[Saved data entries]

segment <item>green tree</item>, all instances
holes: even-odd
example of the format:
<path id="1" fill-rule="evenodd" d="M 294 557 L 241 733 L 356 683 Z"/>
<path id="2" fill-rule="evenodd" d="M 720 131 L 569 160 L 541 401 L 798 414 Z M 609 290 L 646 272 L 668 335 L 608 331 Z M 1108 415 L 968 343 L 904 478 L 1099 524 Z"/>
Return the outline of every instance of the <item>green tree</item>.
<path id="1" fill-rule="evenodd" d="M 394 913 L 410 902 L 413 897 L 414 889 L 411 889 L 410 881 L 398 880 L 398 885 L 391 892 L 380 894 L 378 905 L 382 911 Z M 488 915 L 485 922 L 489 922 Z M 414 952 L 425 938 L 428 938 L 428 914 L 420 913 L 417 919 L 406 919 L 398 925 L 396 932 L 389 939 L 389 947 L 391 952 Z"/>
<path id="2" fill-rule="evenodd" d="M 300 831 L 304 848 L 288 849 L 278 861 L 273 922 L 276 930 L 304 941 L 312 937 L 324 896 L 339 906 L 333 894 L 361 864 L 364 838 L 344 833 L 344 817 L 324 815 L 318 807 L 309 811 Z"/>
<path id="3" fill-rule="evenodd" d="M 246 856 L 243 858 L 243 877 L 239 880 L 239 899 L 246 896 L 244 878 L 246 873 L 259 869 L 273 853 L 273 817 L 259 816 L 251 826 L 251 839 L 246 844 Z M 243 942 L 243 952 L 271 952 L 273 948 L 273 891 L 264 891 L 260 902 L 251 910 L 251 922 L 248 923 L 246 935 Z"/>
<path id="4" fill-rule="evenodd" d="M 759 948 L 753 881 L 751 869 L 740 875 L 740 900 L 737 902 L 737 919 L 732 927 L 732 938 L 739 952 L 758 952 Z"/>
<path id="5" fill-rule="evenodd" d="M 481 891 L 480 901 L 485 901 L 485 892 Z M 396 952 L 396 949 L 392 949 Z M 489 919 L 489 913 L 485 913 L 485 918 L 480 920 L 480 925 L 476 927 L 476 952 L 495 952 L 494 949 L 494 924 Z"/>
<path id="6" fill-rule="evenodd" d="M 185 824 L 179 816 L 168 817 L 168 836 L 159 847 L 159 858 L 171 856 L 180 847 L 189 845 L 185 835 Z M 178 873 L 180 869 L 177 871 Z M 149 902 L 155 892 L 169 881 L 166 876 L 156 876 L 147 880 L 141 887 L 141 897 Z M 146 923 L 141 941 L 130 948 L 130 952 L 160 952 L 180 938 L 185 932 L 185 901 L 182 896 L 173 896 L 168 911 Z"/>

__Task to complete__: Copy out every line above, character for character.

__Finished task__:
segment <item>green tree</item>, all instances
holes: even-odd
example of the format:
<path id="1" fill-rule="evenodd" d="M 294 557 L 241 733 L 356 683 Z"/>
<path id="2" fill-rule="evenodd" d="M 720 131 L 569 160 L 541 401 L 798 414 Z M 609 290 L 646 272 L 668 335 L 608 331 Z M 1108 415 L 968 343 L 904 478 L 1099 524 Z"/>
Return the outline of every instance of the <item>green tree</item>.
<path id="1" fill-rule="evenodd" d="M 394 913 L 410 902 L 413 897 L 414 889 L 411 889 L 410 881 L 398 880 L 398 885 L 391 892 L 380 894 L 378 905 L 382 911 Z M 488 915 L 485 922 L 489 922 Z M 414 952 L 425 938 L 428 938 L 428 914 L 420 913 L 417 919 L 406 919 L 398 925 L 396 932 L 389 939 L 389 947 L 391 952 Z"/>
<path id="2" fill-rule="evenodd" d="M 300 831 L 304 848 L 288 849 L 278 861 L 273 922 L 276 930 L 304 941 L 312 937 L 324 896 L 339 906 L 333 894 L 361 864 L 364 838 L 344 833 L 344 817 L 324 815 L 318 807 L 309 811 Z"/>
<path id="3" fill-rule="evenodd" d="M 246 856 L 243 858 L 243 877 L 239 880 L 239 899 L 246 896 L 244 878 L 246 873 L 259 869 L 273 853 L 273 817 L 259 816 L 251 826 L 251 839 L 246 844 Z M 243 942 L 243 952 L 271 952 L 273 948 L 273 891 L 264 891 L 260 902 L 251 910 L 251 922 L 248 923 L 246 935 Z"/>
<path id="4" fill-rule="evenodd" d="M 759 948 L 753 881 L 751 869 L 740 875 L 740 900 L 737 902 L 737 919 L 732 927 L 732 938 L 739 952 L 758 952 Z"/>
<path id="5" fill-rule="evenodd" d="M 481 891 L 480 901 L 485 901 L 485 892 Z M 396 952 L 396 949 L 392 949 Z M 489 919 L 489 913 L 485 913 L 485 918 L 480 920 L 480 925 L 476 927 L 476 952 L 495 952 L 494 949 L 494 924 Z"/>
<path id="6" fill-rule="evenodd" d="M 185 824 L 179 816 L 168 817 L 168 836 L 159 847 L 159 858 L 171 856 L 180 847 L 189 845 L 185 835 Z M 178 873 L 180 869 L 177 871 Z M 149 902 L 155 892 L 169 881 L 166 876 L 156 876 L 147 880 L 141 887 L 141 897 Z M 146 923 L 141 941 L 130 948 L 130 952 L 160 952 L 180 938 L 185 932 L 185 901 L 182 896 L 173 896 L 168 911 Z"/>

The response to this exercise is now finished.